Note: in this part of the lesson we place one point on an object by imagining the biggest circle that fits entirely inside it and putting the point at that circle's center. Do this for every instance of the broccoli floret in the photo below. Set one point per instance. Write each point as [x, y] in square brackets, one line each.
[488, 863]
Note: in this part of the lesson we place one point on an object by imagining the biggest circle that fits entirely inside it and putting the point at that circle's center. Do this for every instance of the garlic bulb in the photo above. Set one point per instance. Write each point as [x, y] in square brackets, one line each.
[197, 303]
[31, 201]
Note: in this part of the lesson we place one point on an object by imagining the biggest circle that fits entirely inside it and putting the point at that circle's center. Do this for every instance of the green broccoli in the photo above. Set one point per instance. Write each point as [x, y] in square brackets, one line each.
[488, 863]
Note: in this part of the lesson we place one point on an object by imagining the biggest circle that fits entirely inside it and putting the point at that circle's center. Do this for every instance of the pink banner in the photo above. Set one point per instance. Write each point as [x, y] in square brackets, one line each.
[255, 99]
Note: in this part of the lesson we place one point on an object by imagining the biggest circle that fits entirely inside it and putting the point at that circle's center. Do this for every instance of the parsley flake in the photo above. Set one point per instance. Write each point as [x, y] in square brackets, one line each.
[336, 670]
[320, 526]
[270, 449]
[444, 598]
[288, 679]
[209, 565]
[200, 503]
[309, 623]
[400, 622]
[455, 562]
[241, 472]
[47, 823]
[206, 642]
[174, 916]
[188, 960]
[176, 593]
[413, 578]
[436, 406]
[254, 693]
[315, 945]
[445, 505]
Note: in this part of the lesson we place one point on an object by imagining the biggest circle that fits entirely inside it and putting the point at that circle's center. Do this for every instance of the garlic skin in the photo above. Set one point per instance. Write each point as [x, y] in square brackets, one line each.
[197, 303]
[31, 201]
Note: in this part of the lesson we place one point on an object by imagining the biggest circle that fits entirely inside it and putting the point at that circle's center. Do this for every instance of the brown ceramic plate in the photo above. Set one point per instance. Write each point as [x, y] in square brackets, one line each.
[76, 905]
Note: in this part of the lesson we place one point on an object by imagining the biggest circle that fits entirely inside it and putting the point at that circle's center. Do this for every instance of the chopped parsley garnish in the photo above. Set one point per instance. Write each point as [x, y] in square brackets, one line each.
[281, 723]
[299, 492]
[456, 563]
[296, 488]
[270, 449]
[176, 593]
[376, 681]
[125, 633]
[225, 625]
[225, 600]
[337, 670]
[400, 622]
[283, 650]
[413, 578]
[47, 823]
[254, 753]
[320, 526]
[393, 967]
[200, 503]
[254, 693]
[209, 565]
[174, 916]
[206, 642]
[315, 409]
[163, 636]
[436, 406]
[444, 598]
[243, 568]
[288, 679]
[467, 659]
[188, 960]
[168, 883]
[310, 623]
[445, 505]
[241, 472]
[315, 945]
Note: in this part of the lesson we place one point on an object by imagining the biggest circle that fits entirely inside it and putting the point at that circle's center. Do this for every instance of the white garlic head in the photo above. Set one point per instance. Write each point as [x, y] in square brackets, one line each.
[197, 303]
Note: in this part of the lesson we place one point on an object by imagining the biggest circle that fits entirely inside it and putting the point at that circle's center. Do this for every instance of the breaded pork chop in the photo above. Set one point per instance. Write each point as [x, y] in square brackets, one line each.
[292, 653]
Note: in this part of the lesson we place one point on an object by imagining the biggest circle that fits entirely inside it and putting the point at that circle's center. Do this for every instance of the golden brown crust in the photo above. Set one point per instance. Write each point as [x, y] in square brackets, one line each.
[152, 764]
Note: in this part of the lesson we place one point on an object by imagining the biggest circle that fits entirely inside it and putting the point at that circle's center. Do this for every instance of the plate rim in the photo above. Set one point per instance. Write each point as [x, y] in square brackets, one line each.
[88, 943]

* * * * *

- **WHAT IS EXPECTED**
Exactly and only the lines from the line containing "of the plate" through the last line of the entries should be copied, both ends included.

- **SOLUTION BELOW**
Note: in this part of the lesson we place one point on an object by imagining the biggest circle that fits entirely inside it and putting the point at that circle's center. Do this for every instance of the plate rim in the photo above. Set one point per instance. Write each point as [x, y] in square brackets, one line each.
[88, 943]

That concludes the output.